When I was about six years old, my parents brought home a puppy for my brother and me. He was a mutt, which is now commonly known as a “designer dog.” He was part Shepherd, Collie and Beagle. He was the cutest thing. I remember as if it were yesterday; the crate, or cardboard box full of newspapers, was put in the laundry room in our basement. We named the little guy Coco, though, I can’t remember why. Let me call my dad and ask him…
His first response was “I think we named him Coco because it was Poppi Sam’s middle name, Samuel Coco Hoffrichter.” Then he said that my mom named him after his color. He said her sister had a Dachshund named Rusty and that my mom thought that dogs should be named a color- I just think my mom really liked chocolate.

◆ Referring expression grounding data ◆
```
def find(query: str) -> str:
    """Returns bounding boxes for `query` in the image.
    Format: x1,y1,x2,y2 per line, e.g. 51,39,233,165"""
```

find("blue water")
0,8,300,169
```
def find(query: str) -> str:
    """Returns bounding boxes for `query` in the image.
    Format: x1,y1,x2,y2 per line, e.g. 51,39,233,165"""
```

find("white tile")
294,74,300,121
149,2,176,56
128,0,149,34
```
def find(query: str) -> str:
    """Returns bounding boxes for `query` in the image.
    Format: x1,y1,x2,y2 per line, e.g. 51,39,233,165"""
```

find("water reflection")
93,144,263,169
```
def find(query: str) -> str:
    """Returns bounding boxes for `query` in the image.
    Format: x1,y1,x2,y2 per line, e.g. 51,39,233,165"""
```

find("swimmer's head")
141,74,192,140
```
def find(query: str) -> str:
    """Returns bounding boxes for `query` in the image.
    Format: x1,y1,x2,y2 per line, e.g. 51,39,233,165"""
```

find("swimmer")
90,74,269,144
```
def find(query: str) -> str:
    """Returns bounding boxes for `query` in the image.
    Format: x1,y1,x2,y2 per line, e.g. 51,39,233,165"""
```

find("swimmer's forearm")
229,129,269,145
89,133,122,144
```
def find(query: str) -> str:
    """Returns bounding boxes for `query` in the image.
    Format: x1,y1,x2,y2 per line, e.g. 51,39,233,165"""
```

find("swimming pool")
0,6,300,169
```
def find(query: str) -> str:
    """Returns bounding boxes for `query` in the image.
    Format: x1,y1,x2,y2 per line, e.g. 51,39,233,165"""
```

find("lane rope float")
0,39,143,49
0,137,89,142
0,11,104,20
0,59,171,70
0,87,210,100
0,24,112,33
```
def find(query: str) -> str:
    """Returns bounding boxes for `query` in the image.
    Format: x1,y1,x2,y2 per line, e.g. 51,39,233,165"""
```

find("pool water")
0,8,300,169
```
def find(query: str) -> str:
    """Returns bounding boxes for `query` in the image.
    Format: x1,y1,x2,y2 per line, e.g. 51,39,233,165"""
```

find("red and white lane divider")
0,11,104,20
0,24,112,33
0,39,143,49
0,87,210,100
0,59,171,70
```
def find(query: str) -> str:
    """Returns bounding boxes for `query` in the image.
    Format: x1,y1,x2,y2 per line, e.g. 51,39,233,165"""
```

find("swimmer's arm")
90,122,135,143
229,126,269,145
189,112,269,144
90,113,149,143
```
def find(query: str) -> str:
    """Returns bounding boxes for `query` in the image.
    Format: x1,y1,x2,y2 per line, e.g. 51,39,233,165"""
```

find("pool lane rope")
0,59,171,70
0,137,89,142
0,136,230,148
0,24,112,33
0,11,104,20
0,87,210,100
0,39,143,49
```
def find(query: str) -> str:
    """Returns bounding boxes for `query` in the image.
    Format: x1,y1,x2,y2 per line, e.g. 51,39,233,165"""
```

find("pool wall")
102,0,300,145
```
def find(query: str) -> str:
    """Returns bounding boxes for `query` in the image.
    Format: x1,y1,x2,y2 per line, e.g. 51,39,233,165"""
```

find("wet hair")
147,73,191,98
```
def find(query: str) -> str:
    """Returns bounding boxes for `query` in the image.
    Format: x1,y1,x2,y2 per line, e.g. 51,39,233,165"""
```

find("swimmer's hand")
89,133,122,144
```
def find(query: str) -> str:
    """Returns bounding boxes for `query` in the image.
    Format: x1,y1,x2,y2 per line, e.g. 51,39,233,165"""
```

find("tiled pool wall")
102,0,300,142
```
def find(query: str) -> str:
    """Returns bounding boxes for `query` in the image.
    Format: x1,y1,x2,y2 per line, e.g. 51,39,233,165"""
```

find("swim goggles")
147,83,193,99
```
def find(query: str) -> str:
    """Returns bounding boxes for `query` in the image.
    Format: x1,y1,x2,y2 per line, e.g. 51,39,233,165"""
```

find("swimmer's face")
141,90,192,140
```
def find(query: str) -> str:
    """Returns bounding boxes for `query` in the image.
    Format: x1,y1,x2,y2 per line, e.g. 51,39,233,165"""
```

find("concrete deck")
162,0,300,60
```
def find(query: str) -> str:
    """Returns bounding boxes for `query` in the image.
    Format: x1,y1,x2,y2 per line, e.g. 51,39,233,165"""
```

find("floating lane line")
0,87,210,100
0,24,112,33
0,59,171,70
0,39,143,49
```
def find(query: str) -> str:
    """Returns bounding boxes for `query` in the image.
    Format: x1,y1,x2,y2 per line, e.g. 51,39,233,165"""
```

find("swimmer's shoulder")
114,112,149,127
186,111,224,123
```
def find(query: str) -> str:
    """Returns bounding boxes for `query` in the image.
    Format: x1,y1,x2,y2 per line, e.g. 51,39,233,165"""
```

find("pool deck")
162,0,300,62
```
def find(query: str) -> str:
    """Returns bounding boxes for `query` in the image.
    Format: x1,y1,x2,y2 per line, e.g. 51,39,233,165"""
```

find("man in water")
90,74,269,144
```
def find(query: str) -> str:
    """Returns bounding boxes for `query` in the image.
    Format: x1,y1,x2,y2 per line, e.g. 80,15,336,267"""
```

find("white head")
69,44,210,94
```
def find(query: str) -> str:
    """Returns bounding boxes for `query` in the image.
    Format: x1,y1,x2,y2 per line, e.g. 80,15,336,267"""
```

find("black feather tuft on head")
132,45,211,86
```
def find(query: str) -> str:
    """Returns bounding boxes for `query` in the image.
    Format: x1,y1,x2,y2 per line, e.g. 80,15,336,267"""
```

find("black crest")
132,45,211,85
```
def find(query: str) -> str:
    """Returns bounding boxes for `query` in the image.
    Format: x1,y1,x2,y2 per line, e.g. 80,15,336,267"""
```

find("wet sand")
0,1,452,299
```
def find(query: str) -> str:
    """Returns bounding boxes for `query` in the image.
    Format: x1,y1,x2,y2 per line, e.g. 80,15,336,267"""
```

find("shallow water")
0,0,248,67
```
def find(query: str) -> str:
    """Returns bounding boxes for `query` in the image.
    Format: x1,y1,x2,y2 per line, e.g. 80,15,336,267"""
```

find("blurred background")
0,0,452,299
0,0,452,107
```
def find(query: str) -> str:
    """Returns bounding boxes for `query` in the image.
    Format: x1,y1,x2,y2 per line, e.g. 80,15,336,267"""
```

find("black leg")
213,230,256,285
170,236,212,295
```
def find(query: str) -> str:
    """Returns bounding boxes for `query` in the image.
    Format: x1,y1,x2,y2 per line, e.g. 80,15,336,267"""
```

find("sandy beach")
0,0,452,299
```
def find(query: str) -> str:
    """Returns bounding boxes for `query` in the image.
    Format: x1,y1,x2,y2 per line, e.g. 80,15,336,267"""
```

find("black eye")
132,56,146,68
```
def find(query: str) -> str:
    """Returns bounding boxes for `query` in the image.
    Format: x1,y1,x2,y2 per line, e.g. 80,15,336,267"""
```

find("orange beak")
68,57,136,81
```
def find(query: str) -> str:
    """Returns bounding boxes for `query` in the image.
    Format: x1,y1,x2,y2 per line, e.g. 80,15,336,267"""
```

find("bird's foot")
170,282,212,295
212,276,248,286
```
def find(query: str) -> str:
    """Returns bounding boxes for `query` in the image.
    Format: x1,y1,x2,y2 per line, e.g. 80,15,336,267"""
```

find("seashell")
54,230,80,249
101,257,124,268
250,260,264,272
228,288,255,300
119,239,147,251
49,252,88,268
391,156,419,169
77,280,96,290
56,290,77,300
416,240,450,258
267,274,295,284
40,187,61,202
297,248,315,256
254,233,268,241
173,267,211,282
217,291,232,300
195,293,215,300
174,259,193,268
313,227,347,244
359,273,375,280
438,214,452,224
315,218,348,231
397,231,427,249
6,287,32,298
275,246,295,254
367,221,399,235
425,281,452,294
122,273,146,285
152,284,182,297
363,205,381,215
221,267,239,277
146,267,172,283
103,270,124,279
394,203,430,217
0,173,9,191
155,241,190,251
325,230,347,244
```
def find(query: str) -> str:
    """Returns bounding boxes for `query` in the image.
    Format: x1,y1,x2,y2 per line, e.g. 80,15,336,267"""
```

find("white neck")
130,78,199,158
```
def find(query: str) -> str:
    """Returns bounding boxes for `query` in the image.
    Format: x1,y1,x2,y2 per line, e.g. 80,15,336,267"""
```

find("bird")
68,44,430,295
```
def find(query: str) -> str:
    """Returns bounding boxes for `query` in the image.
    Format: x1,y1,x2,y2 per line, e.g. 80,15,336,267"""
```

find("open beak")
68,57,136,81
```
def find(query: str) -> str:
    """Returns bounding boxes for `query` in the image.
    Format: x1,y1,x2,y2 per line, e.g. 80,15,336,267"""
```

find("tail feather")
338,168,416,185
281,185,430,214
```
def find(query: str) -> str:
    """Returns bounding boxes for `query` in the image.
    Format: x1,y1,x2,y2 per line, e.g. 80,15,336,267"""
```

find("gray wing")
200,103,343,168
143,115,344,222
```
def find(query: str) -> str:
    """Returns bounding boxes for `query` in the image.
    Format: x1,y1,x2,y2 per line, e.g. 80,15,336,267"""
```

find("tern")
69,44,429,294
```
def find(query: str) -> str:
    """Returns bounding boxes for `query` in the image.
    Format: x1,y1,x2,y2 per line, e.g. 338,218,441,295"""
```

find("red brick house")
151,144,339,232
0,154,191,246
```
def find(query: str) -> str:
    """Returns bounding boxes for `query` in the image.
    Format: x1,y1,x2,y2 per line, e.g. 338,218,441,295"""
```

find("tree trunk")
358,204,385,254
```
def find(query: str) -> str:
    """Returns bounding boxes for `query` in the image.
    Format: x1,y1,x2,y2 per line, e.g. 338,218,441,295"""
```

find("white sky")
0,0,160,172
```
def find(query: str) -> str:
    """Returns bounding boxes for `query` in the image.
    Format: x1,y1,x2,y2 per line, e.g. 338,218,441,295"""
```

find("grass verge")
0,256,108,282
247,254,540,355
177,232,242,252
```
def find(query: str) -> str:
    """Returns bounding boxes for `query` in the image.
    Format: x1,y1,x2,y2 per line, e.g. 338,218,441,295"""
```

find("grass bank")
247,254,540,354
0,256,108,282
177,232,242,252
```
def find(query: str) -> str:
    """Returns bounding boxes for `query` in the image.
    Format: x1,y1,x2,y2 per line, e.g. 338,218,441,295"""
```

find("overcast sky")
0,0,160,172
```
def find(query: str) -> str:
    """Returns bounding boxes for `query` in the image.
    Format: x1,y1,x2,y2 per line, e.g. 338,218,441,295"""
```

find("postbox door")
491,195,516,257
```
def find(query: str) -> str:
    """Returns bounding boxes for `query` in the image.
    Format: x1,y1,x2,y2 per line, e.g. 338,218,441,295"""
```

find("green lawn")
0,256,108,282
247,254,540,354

--

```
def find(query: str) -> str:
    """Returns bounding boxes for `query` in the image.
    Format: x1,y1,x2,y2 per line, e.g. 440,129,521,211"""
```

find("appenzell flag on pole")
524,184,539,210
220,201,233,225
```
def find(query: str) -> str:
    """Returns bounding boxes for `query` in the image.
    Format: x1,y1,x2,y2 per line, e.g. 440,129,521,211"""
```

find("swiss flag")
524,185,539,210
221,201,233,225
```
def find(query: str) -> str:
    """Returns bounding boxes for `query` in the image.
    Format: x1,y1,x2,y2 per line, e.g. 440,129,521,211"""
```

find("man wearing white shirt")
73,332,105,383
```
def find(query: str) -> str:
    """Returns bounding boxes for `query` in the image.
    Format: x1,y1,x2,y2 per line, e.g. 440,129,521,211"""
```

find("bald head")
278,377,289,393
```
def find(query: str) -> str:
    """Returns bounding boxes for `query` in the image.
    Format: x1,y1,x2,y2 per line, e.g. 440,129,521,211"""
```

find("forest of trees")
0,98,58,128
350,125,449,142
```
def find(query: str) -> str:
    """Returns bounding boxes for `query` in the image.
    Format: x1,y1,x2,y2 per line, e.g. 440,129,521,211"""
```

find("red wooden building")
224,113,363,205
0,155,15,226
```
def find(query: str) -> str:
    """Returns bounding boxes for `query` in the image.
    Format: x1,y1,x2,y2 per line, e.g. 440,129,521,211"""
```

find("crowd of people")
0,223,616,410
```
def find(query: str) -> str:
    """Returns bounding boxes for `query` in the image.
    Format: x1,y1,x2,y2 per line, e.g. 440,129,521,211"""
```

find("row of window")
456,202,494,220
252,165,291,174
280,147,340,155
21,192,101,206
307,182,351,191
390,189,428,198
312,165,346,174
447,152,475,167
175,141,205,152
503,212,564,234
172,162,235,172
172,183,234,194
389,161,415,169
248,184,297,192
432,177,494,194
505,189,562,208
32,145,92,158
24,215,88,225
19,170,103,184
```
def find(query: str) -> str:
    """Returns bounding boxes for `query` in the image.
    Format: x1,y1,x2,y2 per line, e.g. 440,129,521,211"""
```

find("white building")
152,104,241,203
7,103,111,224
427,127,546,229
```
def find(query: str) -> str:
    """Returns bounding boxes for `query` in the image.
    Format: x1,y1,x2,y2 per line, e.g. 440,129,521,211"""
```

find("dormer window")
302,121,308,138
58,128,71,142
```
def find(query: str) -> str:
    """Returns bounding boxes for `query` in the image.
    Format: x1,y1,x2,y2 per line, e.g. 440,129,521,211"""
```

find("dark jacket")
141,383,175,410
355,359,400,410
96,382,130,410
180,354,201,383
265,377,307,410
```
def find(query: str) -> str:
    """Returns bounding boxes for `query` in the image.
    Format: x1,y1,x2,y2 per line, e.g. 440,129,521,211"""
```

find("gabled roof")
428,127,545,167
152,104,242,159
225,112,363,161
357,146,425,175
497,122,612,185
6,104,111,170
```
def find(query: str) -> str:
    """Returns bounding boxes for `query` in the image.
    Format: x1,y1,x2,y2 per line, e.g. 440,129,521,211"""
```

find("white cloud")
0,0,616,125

* * *

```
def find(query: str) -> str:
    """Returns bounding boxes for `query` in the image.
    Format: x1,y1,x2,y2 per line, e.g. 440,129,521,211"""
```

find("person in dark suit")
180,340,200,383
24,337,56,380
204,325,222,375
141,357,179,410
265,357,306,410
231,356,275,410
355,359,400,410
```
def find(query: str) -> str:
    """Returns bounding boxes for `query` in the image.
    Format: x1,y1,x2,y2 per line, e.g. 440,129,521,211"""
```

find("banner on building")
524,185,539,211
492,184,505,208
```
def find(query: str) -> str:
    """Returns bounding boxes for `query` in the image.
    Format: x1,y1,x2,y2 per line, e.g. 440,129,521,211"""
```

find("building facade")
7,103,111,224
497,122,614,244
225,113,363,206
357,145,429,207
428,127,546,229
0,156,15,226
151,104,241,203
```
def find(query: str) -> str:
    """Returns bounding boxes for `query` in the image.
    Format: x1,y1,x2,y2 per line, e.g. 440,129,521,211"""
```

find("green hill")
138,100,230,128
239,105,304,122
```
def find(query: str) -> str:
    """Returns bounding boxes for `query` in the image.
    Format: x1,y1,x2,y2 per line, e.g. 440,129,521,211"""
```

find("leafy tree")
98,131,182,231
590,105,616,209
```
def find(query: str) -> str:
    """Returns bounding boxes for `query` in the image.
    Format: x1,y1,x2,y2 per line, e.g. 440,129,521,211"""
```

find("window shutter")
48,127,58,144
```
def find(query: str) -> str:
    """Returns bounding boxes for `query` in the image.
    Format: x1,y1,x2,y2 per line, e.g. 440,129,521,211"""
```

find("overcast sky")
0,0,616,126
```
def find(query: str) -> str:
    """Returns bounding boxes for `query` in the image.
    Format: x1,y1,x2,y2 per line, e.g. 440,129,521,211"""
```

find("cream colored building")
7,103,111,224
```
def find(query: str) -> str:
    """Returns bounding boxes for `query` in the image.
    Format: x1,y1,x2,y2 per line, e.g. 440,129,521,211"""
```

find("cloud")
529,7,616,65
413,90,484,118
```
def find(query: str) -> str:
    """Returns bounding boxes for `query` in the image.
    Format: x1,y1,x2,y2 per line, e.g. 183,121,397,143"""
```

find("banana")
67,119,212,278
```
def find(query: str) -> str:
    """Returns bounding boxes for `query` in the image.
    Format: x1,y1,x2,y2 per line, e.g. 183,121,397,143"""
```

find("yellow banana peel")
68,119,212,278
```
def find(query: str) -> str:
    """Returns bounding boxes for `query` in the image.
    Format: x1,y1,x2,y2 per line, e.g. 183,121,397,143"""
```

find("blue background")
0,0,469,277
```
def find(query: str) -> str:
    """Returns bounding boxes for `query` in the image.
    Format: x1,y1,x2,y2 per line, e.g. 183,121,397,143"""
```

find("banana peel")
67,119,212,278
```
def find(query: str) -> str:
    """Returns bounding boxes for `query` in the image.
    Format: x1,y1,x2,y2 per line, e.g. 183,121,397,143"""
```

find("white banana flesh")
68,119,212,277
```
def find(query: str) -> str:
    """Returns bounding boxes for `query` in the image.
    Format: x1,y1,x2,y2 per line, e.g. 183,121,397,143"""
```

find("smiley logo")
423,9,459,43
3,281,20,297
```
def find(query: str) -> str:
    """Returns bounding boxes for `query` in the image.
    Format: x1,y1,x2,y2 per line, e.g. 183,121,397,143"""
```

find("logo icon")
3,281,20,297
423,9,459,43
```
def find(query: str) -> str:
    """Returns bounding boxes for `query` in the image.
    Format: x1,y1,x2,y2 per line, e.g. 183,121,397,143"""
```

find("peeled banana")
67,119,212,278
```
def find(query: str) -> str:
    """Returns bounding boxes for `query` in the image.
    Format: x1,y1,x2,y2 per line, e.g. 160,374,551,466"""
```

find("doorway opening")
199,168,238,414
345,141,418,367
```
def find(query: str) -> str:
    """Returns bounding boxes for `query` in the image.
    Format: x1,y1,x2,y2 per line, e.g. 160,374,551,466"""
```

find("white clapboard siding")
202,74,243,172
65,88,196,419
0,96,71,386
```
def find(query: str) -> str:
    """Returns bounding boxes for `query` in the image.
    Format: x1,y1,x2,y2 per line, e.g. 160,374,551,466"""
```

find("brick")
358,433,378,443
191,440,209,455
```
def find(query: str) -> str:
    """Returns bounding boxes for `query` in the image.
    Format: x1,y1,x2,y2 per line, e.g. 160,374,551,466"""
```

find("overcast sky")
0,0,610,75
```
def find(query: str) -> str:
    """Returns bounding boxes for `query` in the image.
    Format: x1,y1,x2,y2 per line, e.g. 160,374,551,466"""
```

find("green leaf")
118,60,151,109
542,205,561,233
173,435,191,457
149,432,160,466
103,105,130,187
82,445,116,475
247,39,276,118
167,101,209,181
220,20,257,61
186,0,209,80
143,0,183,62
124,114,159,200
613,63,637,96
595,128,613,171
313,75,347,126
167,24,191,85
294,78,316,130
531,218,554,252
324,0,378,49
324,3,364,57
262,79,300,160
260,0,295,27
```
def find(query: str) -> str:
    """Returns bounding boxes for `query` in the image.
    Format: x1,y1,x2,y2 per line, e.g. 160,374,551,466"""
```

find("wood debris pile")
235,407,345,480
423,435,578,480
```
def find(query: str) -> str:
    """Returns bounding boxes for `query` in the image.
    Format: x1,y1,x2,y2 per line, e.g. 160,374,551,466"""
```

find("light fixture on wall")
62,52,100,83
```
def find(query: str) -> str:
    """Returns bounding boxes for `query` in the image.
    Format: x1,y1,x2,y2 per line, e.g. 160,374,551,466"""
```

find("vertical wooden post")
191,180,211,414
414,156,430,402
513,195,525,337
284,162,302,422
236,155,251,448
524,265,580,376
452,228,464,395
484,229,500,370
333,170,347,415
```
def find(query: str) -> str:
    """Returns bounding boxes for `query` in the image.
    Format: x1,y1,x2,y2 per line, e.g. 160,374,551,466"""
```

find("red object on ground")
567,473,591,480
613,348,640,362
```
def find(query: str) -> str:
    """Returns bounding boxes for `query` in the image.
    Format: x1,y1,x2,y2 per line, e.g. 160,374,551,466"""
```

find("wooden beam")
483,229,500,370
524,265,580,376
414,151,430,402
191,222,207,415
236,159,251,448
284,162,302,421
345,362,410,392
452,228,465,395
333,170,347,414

◆ What the task requires ◆
Please list every dog breed named in the text about the puppy Coco.

◆ Result ◆
Shepherd, Collie, Beagle, Dachshund